**Excerpt to read**:
........

Note that the metric \(\tilde{d}\) satisfies \(\tilde{d}(x,y) \ge d(x,y)\) whenever \(x,y\in K\) and xy do not both belong to \(K_i'\) for any \(i=1,\ldots ,n\).

Corollary 1.5

Let \(d\in \mathcal {M}, \epsilon > 0,\) and \(K'\subseteq K\) be a clopen subset. Then, there exists a partition \(\{K_1,\ldots ,K_n\}\) of \(K'\) consisting of clopen sets such that, for any arbitrary \(e_1,\ldots ,e_n\in \mathcal {M}\), there exists a metric \(\tilde{d} \in \mathcal {M}\) such that \(\vert \hspace{-1.0625pt}\vert \tilde{d} - d \vert \hspace{-1.0625pt}\vert _\infty < \epsilon \), \(\tilde{d}\) and d agree on \(K\setminus K'\), and \((K_i, \tilde{d})\) is proportional to \((K,e_i)\) for each \(i=1,\ldots ,n\).

........

**To do**:
1. Identify every line of the entries below that contains the string "surface", and copy each of those lines. Case counts.
2. Carry on the mathematical excerpt above about metrics and clopen partitions, starting after its final sentence.

........

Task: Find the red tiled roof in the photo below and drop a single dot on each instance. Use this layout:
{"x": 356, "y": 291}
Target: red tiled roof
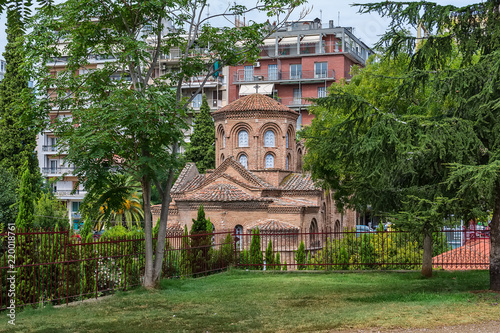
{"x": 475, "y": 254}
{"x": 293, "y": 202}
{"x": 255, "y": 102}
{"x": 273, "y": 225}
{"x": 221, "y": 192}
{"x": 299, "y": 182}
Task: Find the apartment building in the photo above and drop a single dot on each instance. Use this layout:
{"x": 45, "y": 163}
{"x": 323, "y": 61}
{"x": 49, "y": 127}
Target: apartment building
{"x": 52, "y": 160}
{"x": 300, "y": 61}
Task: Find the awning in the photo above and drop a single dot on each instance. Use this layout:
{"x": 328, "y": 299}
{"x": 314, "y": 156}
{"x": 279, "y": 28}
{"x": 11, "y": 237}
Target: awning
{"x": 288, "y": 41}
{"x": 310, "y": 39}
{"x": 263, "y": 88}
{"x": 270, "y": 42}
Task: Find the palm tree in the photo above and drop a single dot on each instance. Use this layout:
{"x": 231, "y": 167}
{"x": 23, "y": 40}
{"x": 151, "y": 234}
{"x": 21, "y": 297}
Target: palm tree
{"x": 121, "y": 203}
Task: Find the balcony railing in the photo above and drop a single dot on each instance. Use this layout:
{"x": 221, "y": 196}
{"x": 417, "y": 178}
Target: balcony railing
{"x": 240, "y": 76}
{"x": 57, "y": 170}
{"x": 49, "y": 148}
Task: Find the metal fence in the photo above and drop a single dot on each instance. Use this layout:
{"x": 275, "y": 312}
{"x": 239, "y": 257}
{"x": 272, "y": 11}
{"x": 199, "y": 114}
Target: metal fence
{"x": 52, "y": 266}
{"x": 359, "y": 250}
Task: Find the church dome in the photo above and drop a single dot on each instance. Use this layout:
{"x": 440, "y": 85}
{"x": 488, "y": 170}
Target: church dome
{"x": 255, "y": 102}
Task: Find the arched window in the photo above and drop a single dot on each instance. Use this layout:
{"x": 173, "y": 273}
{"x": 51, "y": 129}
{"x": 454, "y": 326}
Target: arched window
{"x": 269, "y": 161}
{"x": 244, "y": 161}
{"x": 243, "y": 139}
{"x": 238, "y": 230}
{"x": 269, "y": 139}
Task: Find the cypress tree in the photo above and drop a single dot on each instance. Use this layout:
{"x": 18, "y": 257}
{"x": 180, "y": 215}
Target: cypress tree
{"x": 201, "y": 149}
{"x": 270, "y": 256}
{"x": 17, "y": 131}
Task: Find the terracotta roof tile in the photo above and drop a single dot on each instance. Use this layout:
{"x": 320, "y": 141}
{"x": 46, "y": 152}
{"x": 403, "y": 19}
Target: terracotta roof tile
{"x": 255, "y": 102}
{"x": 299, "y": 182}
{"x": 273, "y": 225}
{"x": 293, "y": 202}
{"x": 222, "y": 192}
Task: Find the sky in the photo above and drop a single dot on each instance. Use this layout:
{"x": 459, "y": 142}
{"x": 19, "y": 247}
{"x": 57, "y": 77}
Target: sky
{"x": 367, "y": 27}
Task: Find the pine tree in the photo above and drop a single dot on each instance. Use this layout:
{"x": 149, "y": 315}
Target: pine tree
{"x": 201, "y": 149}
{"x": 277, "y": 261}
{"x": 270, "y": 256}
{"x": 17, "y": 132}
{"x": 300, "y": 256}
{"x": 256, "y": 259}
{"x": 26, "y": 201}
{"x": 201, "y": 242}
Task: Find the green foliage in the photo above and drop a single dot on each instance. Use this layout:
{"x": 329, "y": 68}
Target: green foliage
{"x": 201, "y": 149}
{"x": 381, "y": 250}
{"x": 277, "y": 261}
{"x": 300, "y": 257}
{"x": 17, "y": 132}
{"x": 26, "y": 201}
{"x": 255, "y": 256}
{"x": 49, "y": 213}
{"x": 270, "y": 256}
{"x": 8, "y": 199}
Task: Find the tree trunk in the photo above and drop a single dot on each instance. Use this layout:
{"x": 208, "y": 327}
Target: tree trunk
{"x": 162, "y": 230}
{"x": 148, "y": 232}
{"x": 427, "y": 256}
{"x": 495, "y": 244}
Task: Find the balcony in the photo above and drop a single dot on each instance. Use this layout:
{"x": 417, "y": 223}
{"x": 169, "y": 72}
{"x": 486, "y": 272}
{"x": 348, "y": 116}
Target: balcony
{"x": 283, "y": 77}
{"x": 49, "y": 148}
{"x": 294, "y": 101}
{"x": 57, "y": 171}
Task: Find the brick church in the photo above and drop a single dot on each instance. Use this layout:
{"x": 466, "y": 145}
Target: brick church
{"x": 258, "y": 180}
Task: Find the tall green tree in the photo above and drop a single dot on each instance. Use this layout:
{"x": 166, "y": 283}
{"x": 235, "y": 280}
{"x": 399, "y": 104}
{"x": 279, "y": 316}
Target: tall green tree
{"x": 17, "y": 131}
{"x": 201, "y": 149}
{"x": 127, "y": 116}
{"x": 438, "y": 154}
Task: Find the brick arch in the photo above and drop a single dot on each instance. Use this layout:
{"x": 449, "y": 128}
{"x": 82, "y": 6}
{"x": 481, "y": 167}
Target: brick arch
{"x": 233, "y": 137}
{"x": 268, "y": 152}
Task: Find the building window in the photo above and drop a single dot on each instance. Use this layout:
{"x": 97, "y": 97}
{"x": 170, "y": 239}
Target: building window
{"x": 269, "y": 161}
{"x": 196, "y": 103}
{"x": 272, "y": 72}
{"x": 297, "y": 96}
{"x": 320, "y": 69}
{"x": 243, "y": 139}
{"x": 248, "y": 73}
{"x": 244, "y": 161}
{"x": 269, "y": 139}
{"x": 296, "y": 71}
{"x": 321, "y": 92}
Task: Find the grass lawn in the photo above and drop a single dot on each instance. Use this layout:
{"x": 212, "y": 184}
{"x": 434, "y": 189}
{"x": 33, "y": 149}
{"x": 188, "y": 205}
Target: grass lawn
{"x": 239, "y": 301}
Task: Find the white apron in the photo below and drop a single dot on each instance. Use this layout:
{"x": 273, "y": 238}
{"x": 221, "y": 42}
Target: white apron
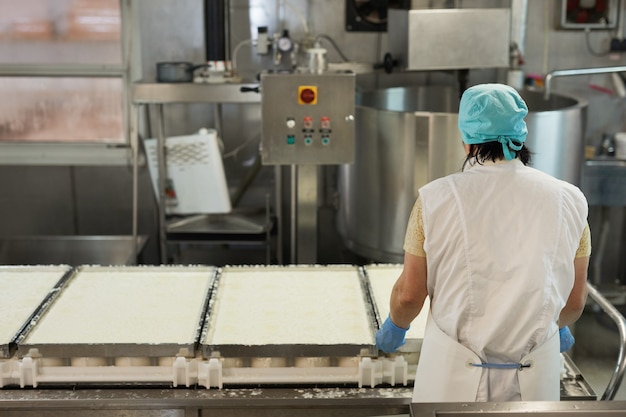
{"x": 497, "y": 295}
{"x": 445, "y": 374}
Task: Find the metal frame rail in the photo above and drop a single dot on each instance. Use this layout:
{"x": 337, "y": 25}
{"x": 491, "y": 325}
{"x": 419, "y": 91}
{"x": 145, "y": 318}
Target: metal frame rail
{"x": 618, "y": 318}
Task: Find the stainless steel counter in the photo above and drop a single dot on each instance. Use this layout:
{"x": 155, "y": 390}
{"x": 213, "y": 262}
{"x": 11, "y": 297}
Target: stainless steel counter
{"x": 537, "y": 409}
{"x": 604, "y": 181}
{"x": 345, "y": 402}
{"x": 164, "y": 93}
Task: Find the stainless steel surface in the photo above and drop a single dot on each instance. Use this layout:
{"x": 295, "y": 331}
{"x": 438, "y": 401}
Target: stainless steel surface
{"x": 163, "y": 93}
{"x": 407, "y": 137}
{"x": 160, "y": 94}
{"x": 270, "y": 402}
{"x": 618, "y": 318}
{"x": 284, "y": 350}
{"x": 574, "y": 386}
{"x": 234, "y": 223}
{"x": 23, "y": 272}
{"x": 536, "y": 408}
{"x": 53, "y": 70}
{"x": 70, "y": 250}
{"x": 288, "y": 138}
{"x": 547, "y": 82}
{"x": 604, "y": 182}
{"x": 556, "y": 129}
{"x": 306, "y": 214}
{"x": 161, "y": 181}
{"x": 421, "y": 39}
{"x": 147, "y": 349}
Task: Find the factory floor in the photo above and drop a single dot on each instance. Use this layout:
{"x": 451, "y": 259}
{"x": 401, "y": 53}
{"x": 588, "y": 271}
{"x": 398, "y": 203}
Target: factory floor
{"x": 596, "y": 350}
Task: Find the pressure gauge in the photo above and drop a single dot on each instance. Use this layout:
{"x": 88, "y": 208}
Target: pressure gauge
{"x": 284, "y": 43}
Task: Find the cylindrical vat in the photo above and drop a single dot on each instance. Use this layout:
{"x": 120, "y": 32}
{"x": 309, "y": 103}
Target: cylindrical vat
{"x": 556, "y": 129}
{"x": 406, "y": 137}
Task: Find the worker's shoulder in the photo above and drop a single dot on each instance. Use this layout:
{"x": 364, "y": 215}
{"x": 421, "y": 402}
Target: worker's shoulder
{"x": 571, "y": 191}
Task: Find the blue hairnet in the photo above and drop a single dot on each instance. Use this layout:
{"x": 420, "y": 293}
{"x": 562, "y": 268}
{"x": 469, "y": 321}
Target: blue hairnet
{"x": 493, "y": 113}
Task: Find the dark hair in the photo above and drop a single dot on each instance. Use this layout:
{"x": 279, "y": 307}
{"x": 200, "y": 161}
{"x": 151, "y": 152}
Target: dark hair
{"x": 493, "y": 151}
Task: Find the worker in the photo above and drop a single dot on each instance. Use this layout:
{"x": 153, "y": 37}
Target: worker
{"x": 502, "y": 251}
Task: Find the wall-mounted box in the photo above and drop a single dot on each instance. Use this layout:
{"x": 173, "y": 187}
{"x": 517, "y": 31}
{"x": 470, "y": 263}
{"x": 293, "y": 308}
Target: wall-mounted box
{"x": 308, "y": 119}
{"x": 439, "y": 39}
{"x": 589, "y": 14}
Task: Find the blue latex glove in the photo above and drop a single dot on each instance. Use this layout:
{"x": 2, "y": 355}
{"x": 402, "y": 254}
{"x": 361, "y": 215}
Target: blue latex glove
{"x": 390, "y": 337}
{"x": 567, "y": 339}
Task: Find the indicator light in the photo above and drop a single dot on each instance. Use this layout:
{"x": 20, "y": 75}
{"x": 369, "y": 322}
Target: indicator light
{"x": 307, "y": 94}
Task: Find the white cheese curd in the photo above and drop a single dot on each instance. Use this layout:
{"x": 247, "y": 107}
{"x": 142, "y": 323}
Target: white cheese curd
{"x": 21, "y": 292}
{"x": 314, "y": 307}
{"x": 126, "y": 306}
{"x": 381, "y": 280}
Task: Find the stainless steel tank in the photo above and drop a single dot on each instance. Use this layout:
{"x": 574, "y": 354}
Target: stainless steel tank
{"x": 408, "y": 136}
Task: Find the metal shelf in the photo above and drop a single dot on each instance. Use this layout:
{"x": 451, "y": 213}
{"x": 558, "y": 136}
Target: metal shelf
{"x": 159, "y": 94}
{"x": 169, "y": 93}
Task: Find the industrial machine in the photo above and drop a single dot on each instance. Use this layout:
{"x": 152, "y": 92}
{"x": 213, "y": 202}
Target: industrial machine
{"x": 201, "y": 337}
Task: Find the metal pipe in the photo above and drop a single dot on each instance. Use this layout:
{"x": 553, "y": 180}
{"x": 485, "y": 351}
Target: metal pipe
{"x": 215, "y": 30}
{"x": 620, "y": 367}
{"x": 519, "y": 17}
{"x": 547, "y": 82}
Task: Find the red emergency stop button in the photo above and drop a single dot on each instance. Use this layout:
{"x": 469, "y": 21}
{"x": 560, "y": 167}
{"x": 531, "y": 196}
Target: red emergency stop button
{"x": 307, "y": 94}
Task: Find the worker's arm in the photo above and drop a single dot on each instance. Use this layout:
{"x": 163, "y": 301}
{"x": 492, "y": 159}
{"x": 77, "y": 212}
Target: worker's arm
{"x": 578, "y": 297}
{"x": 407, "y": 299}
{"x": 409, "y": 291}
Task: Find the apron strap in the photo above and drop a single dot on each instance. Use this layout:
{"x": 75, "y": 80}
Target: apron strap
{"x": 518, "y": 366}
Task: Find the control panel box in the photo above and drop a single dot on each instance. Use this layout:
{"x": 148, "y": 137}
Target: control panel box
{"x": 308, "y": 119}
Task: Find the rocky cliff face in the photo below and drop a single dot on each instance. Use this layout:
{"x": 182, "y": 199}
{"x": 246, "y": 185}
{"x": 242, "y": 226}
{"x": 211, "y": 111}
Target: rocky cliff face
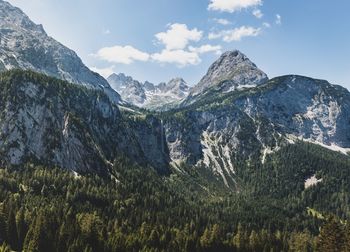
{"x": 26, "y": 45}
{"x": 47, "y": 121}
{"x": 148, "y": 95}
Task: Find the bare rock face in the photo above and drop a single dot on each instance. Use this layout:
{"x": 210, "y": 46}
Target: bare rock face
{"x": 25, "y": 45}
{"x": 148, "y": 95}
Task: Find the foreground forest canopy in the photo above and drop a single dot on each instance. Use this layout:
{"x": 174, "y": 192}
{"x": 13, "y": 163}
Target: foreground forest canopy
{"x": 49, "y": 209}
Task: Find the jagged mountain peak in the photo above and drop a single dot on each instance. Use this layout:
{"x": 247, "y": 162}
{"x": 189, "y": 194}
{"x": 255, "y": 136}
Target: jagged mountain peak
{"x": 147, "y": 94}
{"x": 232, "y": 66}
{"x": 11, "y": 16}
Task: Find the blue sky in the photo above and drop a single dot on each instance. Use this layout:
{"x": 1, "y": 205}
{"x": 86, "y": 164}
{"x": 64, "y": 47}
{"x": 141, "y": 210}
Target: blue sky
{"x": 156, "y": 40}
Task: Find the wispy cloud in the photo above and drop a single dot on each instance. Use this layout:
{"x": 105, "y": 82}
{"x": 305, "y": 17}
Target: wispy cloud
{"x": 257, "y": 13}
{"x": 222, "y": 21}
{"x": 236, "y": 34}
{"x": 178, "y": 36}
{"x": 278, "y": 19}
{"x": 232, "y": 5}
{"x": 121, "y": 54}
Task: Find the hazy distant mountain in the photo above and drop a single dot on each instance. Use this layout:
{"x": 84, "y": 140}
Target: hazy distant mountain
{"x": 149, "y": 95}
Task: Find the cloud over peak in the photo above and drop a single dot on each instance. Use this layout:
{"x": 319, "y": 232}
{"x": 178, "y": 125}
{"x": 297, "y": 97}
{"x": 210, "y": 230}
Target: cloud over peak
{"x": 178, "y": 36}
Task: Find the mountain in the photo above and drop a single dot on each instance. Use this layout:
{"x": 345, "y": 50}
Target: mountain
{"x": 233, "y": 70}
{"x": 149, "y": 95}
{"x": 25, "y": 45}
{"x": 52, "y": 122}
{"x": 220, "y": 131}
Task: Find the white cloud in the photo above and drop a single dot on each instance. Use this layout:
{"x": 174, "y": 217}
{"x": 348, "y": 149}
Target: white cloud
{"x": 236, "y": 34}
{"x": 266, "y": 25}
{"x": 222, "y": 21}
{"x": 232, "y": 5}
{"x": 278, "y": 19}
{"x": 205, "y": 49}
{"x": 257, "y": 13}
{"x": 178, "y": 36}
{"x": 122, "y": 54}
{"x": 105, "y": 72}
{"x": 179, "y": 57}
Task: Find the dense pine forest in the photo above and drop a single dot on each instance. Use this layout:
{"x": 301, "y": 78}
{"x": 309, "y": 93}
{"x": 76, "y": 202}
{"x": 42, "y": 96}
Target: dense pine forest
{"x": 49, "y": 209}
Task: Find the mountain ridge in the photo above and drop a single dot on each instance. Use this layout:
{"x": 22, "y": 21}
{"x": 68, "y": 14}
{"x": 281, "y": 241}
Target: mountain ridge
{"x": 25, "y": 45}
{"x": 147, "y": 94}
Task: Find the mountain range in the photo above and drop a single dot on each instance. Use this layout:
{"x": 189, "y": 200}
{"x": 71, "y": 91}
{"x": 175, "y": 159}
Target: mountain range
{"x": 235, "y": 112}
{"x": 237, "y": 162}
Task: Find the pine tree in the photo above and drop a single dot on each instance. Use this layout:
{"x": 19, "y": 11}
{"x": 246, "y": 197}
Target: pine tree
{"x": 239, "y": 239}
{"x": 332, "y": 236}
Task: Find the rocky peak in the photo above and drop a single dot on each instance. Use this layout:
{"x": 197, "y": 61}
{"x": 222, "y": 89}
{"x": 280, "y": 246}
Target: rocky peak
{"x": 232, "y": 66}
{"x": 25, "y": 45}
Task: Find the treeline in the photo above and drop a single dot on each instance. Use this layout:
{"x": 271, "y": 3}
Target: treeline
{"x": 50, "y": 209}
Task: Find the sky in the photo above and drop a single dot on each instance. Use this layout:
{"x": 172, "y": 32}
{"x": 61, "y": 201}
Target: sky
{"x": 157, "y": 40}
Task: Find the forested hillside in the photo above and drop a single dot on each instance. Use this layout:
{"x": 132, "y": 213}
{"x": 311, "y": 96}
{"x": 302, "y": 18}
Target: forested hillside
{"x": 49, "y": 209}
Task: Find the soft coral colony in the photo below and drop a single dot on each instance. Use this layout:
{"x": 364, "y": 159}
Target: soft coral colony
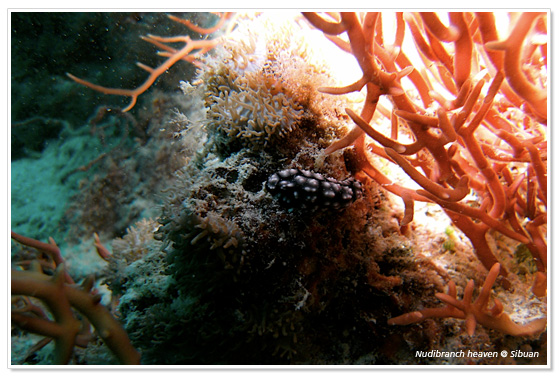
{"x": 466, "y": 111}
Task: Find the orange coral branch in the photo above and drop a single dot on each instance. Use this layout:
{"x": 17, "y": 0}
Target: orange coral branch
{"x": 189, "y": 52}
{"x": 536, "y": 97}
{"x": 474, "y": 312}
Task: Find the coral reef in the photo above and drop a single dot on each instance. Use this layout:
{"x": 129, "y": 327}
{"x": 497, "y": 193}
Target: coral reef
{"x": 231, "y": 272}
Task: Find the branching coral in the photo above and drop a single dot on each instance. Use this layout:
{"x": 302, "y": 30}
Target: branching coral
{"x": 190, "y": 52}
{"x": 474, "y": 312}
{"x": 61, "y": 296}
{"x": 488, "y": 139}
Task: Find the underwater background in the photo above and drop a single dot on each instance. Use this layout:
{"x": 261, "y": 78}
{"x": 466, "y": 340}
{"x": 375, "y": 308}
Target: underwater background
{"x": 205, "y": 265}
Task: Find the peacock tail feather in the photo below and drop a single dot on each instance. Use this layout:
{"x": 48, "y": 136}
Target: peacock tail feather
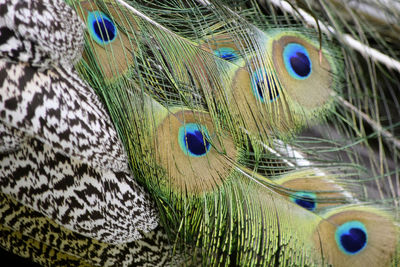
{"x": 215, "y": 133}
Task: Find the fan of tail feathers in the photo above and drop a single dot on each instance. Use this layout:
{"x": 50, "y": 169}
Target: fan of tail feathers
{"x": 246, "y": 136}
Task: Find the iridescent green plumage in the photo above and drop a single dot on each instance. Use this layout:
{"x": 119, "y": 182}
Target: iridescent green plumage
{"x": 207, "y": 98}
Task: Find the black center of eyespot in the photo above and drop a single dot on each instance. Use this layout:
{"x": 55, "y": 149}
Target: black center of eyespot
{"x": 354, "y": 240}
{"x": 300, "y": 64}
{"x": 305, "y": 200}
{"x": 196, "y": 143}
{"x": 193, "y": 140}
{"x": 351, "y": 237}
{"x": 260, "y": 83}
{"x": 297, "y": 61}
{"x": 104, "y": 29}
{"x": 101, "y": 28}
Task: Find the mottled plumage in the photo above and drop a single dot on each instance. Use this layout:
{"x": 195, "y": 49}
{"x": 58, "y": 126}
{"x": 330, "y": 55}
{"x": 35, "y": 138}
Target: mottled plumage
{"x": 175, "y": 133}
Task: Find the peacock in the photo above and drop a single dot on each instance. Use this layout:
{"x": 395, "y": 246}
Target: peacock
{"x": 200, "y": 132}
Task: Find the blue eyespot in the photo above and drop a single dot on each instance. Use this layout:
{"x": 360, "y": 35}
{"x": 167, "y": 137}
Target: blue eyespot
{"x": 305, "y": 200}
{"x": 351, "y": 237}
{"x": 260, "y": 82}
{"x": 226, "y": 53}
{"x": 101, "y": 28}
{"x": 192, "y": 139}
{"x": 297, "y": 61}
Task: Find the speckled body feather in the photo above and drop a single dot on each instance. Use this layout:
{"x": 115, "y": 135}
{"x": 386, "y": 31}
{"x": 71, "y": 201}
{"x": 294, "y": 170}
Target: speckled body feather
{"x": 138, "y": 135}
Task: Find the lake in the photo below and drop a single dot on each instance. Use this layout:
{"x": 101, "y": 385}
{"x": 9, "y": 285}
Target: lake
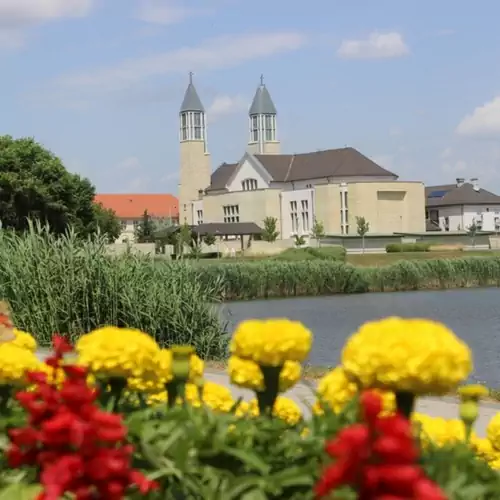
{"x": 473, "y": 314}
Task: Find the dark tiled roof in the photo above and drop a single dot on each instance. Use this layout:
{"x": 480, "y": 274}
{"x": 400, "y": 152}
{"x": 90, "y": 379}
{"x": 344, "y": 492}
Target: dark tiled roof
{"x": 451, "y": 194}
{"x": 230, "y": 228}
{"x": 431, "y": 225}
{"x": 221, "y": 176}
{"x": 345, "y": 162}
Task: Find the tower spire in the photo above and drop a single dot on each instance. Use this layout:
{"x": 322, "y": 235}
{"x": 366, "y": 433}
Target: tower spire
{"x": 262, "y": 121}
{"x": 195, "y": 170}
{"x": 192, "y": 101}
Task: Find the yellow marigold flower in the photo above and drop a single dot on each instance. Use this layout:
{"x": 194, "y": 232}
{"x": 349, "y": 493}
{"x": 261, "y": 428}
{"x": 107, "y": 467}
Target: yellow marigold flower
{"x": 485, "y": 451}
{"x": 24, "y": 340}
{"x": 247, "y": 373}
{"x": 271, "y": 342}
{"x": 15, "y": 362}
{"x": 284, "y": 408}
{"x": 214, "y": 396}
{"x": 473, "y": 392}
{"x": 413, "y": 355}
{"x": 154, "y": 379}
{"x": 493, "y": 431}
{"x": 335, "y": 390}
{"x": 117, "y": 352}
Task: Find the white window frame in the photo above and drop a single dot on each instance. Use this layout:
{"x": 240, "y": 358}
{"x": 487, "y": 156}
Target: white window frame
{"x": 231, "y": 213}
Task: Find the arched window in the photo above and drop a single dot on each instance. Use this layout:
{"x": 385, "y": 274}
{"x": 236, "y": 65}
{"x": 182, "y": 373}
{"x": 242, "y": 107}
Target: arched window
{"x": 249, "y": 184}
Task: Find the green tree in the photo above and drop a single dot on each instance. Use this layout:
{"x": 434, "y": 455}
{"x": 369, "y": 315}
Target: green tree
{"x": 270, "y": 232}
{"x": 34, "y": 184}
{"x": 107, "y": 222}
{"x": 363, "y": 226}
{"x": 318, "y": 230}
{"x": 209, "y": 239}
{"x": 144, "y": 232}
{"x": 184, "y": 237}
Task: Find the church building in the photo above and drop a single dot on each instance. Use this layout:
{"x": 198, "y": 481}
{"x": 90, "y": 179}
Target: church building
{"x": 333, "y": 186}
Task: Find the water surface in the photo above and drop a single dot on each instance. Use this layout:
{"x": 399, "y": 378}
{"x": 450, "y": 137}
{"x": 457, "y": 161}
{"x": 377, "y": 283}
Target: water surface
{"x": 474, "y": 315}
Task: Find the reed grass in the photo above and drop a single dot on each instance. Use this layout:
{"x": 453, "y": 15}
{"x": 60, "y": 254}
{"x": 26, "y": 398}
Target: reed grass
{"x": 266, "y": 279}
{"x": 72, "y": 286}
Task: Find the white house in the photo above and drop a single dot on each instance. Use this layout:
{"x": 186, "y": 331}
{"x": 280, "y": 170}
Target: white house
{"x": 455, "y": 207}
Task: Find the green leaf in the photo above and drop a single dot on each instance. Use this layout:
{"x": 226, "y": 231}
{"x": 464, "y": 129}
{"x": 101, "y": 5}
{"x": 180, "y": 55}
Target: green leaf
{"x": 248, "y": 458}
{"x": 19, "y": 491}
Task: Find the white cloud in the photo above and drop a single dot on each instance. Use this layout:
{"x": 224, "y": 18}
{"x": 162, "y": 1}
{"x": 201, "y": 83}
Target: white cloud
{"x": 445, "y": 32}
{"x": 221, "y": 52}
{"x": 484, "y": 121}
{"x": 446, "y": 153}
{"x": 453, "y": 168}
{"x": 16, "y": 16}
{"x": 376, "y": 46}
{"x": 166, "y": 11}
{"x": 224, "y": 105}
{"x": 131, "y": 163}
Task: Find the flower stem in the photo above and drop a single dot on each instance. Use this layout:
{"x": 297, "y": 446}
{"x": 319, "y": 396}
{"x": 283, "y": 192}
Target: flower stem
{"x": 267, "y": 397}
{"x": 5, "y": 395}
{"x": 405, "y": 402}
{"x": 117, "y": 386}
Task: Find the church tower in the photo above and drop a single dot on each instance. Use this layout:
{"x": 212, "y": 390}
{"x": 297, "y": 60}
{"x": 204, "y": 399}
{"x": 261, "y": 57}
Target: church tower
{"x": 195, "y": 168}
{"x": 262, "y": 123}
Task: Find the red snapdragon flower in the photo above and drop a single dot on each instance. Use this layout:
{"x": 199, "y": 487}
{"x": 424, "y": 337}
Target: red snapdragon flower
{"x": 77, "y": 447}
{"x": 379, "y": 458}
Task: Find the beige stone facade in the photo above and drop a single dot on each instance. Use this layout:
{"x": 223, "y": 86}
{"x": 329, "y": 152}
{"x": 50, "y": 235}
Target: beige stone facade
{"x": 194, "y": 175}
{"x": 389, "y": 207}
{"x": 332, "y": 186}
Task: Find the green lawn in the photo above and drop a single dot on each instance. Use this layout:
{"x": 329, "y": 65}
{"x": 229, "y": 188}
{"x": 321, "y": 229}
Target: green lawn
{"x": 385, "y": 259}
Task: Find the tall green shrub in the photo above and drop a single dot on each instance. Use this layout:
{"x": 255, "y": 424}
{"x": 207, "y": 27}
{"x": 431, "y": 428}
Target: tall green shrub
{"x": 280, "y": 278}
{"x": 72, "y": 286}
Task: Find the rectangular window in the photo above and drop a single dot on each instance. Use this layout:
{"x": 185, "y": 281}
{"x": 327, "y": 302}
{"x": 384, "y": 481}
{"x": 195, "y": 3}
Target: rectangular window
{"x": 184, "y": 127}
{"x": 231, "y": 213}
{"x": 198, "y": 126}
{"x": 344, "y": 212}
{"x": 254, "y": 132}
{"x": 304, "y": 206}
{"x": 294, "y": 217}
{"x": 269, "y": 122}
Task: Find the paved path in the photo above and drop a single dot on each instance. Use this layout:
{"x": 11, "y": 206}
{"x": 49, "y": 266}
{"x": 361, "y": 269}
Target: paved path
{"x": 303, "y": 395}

........

**Answers provided**:
1.
Task: Find the stainless steel surface in the photo above and drop a single dot on each instance. Use this layout:
Target: stainless steel surface
Task: Find the water surface in the photo above and drop a single dot on each instance. Use this layout:
Target: water surface

2.
Proof

Let \(d\in \mathcal {M}, \epsilon > 0\) and \(K'\) be given. Using the compactness of \(K'\) and the fact that each point in \(K'\) has a local base for its topology consisting of clopen neighbourhoods, we can find a cover \(C_1,\ldots ,C_p\) of \(K'\) such that \(C_i\) is clopen and \(D(C_i) < \frac{\epsilon }{2}\) for each \(i=1,\ldots ,p\). Now inductively define \(K_1' = C_1\) and \(K_{i+1}' = C_{i+1} {\setminus } \bigcup _{j=1}^i K_j'\). By dismissing any empty \(K_i'\) we obtain a partition \(\{K_1',\ldots ,K_n'\}\) of \(K'\) (where \(n\le p\)), consisting of clopen sets satisfying \(D(K_i') < \frac{\epsilon }{2}\) for each \(i=1,\ldots ,n\). Now, if \(e_1,\ldots ,e_n\in \mathcal {M}\) are arbitrary, the corollary follows from an application of Lemma 2.1 with \(\delta =1\).  \(\square \)

We will also need the following results.

Lemma 1.6

Suppose that \(d\in \mathcal {M}\) and \((d_n)_n \subseteq \mathcal {M}\) are such that \(d_n\rightarrow d\) uniformly. Let \((M,\rho )\) be a compact metric space, \(L>0\) and \(h_n:K\rightarrow M\) be functions such that \({{\,\textrm{Lip}\,}}_{d_n,\rho }(h_n) \le L\) for each \(n\in \mathbb {N}\). Then there exists a subsequence \((h_{n_i})_i\) of \((h_n)_n\) and a function \(h:K\rightarrow M\) such that \({{\,\textrm{Lip}\,}}_{d,\rho } (h) \le L\) and \(h_{n_i} \rightarrow h\) uniformly on K as \(i\rightarrow \infty \). Furthermore,

  1. (1)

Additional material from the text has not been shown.